Exercise: Lines below that hold the word "hopper" must be copied in full.

Source material:
- - - - -

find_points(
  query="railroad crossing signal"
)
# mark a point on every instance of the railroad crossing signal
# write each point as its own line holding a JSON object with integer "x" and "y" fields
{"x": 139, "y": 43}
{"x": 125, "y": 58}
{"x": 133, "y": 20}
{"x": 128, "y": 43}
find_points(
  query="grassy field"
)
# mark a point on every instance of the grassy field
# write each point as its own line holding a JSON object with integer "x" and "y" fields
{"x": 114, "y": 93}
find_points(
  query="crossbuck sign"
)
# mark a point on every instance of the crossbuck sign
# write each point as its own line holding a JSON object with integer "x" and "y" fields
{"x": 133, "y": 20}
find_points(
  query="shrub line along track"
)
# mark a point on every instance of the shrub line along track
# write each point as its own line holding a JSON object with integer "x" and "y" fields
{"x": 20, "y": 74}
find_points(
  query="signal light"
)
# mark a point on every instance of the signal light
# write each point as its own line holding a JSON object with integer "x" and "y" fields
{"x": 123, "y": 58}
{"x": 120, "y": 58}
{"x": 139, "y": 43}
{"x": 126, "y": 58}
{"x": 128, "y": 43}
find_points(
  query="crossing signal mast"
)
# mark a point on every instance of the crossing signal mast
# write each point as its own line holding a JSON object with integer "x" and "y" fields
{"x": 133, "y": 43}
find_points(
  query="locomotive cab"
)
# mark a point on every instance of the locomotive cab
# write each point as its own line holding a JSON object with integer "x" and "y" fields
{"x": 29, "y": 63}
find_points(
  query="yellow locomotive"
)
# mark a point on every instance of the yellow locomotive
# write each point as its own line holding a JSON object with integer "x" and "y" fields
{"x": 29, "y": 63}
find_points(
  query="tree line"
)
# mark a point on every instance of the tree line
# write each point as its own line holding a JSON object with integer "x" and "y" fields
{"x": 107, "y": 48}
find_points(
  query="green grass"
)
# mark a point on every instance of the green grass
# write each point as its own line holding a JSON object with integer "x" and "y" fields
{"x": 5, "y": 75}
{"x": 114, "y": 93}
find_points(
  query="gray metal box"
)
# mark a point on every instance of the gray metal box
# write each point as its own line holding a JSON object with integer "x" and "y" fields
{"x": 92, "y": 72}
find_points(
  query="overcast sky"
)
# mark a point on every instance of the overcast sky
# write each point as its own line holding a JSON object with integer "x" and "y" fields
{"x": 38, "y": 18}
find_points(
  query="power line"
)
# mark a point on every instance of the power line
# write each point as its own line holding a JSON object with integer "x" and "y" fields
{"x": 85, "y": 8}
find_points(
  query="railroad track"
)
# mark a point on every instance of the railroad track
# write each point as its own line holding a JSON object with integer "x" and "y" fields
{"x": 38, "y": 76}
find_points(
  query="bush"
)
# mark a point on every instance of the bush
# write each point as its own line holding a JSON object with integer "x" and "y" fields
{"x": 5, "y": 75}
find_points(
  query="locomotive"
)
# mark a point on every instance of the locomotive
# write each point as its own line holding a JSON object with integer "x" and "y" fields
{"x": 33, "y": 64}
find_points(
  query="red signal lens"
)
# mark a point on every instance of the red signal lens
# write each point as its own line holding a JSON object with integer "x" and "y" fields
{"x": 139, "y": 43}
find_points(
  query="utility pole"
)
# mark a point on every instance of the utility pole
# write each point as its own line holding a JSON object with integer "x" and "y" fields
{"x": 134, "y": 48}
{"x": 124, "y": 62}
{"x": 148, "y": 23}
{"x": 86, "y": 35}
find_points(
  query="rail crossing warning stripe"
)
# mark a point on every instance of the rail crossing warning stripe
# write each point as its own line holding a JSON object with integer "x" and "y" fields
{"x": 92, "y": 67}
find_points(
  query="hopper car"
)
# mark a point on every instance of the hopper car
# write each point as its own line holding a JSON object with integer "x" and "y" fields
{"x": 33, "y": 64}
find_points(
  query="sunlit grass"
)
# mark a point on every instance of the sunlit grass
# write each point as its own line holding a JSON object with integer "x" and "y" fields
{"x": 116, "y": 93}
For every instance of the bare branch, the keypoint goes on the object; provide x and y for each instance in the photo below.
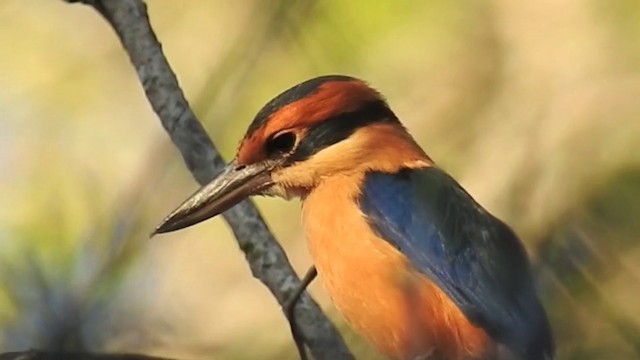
(266, 257)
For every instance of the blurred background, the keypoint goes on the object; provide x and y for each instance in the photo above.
(533, 105)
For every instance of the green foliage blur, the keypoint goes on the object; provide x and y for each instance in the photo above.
(533, 105)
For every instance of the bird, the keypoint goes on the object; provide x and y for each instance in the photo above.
(414, 264)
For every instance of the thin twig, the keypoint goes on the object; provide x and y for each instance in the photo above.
(266, 258)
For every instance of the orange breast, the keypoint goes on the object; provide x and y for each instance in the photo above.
(399, 310)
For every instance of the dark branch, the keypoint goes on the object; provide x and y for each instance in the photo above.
(266, 258)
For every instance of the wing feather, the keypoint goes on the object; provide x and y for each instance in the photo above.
(474, 257)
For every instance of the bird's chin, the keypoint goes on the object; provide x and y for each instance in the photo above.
(284, 192)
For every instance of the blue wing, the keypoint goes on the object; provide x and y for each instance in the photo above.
(475, 258)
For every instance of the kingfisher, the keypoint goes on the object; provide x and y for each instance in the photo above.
(414, 264)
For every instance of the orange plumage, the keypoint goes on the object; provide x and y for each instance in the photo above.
(381, 296)
(414, 264)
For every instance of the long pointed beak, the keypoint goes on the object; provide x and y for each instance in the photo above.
(231, 186)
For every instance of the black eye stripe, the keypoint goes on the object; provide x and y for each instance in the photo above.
(280, 144)
(340, 127)
(291, 95)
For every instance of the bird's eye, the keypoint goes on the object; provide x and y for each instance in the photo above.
(281, 143)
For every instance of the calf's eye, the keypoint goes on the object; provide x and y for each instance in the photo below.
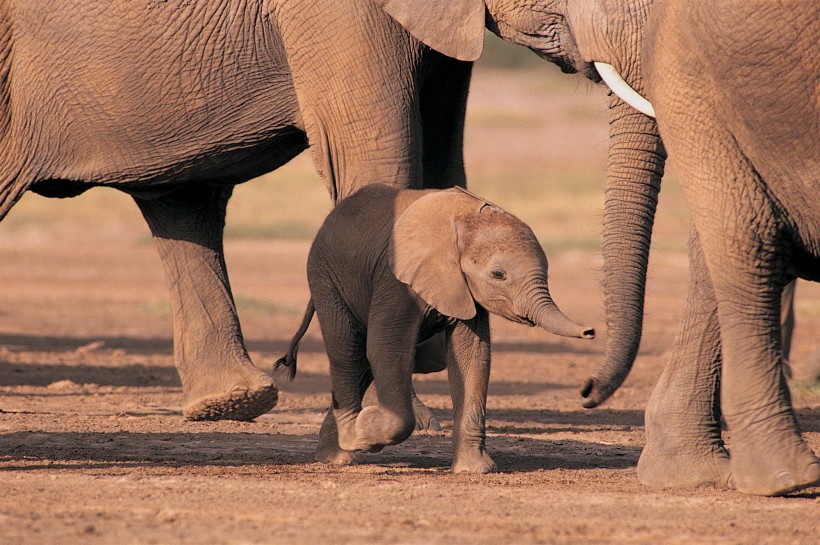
(498, 274)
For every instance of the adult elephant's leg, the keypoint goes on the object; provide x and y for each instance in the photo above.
(746, 250)
(218, 379)
(787, 321)
(684, 447)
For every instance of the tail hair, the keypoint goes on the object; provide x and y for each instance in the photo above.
(289, 359)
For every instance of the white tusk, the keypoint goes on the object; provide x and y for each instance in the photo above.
(624, 91)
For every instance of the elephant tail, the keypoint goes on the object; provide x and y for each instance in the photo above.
(289, 359)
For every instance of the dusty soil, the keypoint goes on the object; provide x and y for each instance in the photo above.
(94, 449)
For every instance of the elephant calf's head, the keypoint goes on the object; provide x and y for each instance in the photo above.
(455, 250)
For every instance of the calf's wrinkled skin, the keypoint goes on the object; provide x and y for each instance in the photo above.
(391, 268)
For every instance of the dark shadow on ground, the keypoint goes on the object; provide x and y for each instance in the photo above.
(43, 374)
(21, 451)
(147, 449)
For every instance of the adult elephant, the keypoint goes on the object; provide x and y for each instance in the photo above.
(175, 102)
(734, 85)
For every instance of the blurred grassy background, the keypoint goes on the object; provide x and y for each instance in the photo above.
(535, 144)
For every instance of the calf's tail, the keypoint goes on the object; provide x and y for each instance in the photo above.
(289, 359)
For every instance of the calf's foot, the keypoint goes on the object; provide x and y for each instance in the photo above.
(373, 428)
(473, 461)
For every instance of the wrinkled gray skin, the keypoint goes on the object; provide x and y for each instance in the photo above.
(733, 85)
(390, 268)
(176, 101)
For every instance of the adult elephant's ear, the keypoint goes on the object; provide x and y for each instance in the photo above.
(424, 252)
(452, 27)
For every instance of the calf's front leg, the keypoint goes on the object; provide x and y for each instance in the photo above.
(468, 369)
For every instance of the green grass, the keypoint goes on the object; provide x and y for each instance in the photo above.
(245, 305)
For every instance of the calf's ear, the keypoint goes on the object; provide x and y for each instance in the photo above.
(424, 251)
(452, 27)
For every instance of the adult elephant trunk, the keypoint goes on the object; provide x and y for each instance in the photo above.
(549, 317)
(636, 163)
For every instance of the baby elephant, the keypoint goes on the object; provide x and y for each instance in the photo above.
(389, 269)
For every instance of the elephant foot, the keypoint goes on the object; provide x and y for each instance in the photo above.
(374, 428)
(772, 465)
(245, 401)
(473, 461)
(425, 419)
(679, 468)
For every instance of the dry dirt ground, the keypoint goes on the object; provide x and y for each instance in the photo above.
(93, 447)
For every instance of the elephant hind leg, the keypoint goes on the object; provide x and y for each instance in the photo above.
(684, 447)
(219, 381)
(746, 246)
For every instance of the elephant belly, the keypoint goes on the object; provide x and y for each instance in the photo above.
(138, 93)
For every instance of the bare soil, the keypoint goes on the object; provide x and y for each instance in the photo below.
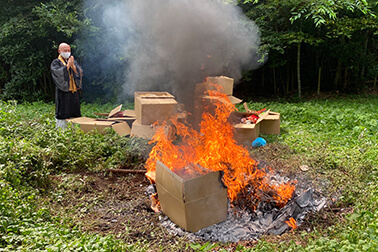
(117, 204)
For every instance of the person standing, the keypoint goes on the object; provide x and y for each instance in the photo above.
(67, 77)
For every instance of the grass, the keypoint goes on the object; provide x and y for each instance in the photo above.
(336, 138)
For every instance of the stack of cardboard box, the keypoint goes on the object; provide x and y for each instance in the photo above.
(151, 107)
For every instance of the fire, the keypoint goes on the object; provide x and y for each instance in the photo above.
(215, 148)
(292, 223)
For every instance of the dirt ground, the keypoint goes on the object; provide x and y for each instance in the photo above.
(114, 203)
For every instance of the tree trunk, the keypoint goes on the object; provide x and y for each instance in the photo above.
(364, 53)
(287, 78)
(345, 79)
(274, 81)
(299, 70)
(338, 74)
(319, 80)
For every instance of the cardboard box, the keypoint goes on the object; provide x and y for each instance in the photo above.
(271, 124)
(193, 203)
(120, 125)
(153, 106)
(245, 134)
(226, 82)
(140, 130)
(148, 131)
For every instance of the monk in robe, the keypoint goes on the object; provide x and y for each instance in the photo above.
(67, 77)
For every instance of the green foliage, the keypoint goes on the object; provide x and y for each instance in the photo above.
(340, 33)
(31, 149)
(335, 137)
(338, 138)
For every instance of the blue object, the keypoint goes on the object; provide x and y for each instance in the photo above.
(258, 142)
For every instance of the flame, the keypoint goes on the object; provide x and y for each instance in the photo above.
(292, 223)
(215, 148)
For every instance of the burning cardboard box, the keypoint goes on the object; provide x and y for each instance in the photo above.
(192, 203)
(153, 106)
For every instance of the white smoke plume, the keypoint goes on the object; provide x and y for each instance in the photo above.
(173, 44)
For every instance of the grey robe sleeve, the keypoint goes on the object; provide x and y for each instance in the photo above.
(59, 75)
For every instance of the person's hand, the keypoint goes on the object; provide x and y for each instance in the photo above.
(70, 63)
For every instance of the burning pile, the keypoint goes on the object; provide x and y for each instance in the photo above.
(214, 148)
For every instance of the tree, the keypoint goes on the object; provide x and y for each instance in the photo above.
(29, 36)
(316, 28)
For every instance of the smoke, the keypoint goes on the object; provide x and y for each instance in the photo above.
(171, 45)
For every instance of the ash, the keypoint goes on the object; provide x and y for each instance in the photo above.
(243, 224)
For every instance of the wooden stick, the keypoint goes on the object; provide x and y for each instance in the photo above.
(126, 171)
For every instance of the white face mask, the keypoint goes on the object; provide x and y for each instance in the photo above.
(65, 55)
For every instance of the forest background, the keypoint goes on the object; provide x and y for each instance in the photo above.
(307, 46)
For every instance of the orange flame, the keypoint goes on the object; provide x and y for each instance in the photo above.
(215, 148)
(292, 223)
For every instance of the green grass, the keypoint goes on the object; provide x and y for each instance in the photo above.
(337, 138)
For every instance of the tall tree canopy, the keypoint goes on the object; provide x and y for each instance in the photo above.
(311, 46)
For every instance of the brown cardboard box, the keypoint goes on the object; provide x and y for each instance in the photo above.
(87, 124)
(140, 130)
(271, 124)
(226, 82)
(193, 203)
(153, 106)
(245, 134)
(146, 131)
(120, 125)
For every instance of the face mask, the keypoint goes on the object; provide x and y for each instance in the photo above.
(65, 55)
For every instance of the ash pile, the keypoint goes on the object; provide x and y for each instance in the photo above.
(243, 224)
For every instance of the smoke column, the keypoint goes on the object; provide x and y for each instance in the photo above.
(171, 45)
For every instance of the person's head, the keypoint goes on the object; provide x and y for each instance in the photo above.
(64, 50)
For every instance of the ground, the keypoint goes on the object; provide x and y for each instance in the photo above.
(115, 203)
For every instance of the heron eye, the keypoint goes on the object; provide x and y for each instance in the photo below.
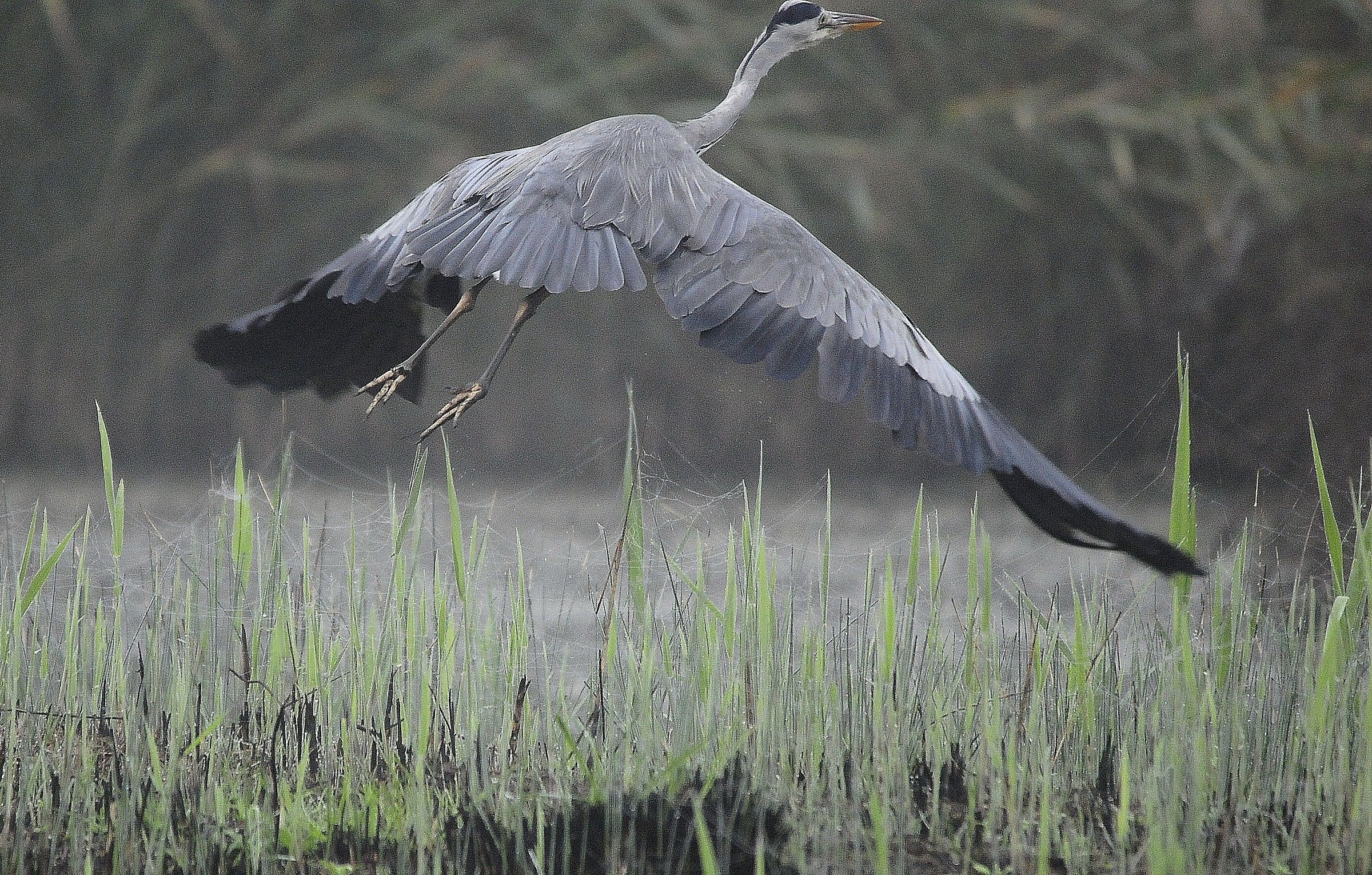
(796, 14)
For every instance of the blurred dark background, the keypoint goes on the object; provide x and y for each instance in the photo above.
(1054, 190)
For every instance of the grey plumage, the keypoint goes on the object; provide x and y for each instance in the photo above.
(589, 209)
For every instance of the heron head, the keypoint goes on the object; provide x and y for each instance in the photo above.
(803, 23)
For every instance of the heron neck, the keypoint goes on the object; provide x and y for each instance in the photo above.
(711, 128)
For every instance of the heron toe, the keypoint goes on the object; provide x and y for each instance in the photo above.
(461, 402)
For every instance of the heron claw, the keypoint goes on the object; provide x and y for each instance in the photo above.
(386, 386)
(461, 404)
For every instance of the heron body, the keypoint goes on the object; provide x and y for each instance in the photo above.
(603, 208)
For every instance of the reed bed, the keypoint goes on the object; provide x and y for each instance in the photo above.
(253, 708)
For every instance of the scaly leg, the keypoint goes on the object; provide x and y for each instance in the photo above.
(475, 393)
(388, 384)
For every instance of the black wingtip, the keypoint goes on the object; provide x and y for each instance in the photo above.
(313, 342)
(1082, 524)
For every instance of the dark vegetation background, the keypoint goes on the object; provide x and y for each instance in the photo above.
(1053, 190)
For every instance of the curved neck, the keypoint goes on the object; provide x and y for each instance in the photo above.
(711, 128)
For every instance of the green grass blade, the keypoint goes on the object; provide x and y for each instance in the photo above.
(1331, 526)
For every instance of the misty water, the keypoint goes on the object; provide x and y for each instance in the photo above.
(564, 531)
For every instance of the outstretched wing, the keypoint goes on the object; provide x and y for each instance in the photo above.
(758, 287)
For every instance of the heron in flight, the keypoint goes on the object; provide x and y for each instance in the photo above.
(601, 208)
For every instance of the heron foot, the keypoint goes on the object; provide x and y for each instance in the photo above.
(386, 386)
(461, 402)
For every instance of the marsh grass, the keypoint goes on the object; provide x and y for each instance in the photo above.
(266, 711)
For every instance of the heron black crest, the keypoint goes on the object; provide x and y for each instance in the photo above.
(796, 13)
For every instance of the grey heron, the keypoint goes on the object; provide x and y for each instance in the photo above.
(600, 208)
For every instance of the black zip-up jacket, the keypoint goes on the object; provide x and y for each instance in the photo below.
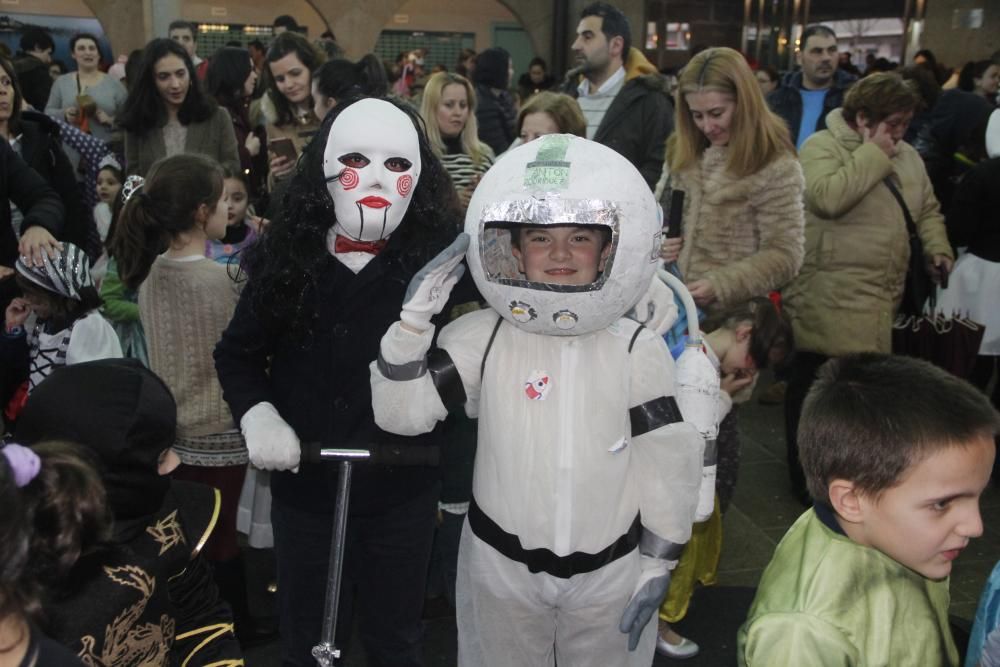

- - - - -

Response area:
  query="hopper car"
# mark a point on every instance of the hopper car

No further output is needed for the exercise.